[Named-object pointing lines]
....................

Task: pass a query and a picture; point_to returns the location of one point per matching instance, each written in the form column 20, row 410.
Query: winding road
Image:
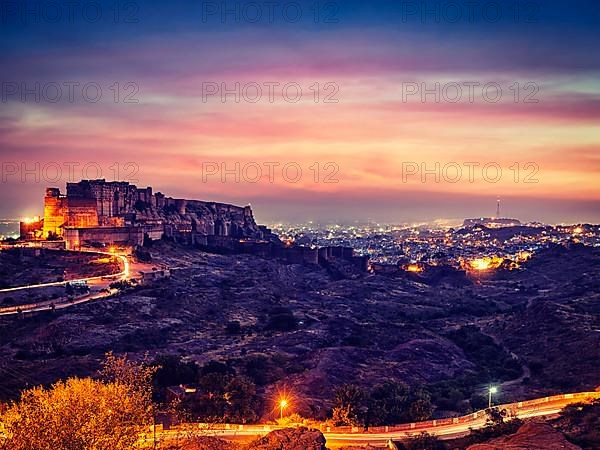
column 380, row 436
column 99, row 287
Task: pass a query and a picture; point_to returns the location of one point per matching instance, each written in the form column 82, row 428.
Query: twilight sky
column 408, row 111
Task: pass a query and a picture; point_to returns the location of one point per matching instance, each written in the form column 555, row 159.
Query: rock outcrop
column 290, row 439
column 531, row 436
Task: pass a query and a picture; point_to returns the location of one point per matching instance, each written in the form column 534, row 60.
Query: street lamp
column 282, row 405
column 492, row 390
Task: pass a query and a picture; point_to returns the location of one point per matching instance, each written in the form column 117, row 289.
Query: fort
column 101, row 212
column 95, row 213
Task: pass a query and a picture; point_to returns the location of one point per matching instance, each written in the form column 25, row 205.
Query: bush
column 281, row 319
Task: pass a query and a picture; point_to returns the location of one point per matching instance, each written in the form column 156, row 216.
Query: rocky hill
column 308, row 330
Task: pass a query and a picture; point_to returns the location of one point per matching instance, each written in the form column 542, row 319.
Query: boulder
column 290, row 439
column 531, row 436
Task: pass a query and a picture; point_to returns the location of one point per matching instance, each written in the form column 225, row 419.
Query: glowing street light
column 492, row 390
column 282, row 405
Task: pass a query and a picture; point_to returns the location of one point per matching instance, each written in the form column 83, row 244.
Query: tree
column 137, row 377
column 388, row 403
column 75, row 414
column 240, row 394
column 349, row 406
column 423, row 441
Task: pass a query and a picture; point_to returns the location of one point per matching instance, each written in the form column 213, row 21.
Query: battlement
column 93, row 204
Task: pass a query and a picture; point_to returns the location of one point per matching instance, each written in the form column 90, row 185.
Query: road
column 443, row 428
column 99, row 287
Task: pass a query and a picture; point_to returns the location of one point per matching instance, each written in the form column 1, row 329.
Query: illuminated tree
column 76, row 414
column 82, row 413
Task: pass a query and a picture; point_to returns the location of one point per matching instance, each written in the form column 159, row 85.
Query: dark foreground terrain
column 311, row 329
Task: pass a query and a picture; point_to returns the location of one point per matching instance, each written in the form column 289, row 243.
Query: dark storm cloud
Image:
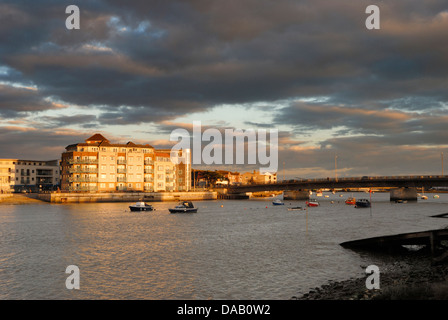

....................

### [Exercise objective]
Render all of the lines above as a numbered list, leaving out any blank lines. Do not include the pictures in your answer.

### [Expected answer]
1. Task: pass a query and a picture; point_to returns the location of one point per matching instance, each written in the form column 20, row 410.
2. Query: winding road
3. Image:
4. column 380, row 436
5. column 99, row 287
6. Task: pass a query and a picture; point_to returns the location of one point per matching instance, each written in the form column 82, row 428.
7. Query: twilight sky
8. column 408, row 111
9. Task: pass a query and a picture; point_to returns the location of one point per matching instance, each written in the form column 555, row 159.
10. Query: rock outcrop
11. column 290, row 439
12. column 531, row 436
13. Task: pass a query and a picture; point_to returns the location of one point per matching instance, each written in the form column 534, row 60.
14. Query: street lamp
15. column 282, row 405
16. column 492, row 390
17. Task: pass a query and a picture; point_to returns the location of one point per matching instance, each written in the form column 117, row 289.
18. Query: fort
19. column 101, row 212
20. column 95, row 213
21. Task: pass a query and a picture; point_to returns the location of one point per matching instance, each written in the form column 25, row 205.
22. Query: bush
23. column 281, row 319
24. Task: pass a query and a picture; point_to returns the location of one point per matching instance, each written in the form column 156, row 216.
25. Query: rocky hill
26. column 308, row 330
27. Task: pass a query and a picture; point_to returns the location of one point per matching instance, each written in the form column 542, row 319.
28. Query: boulder
29. column 290, row 439
30. column 531, row 436
31. Task: pass a query and a picture; point_to returns the location of one point per matching instance, each written in the form column 225, row 419.
32. Query: glowing street light
33. column 492, row 390
34. column 282, row 405
35. Task: pass a query and a picture; point_to returns the location of one point per matching instance, each written in the form column 83, row 244.
36. Query: tree
37. column 137, row 377
38. column 388, row 403
39. column 75, row 414
40. column 240, row 394
41. column 349, row 406
42. column 423, row 441
43. Task: pass a query and a picture; point_to returns the location of one point per matching instance, each written in the form column 213, row 21.
44. Query: battlement
45. column 93, row 204
46. Task: pass a query and a picture; point_to returns the location of one point per matching instance, each written in the form column 90, row 185.
47. Query: road
48. column 443, row 428
49. column 99, row 287
50. Task: pass a query and a picture; point_to returns the location of one point per matching instance, each written in the form column 1, row 329.
51. Query: illuminated tree
52. column 76, row 414
53. column 82, row 413
54. Task: pass a query and a picture; point_to returns the location of one point per matching instance, each written in the form column 159, row 85.
55. Query: dark foreground terrain
56. column 311, row 329
57. Task: pass a query and a picture; point_to returns the location of one point per matching instance, each written in the form column 289, row 243.
58. Query: dark storm cloud
59. Image:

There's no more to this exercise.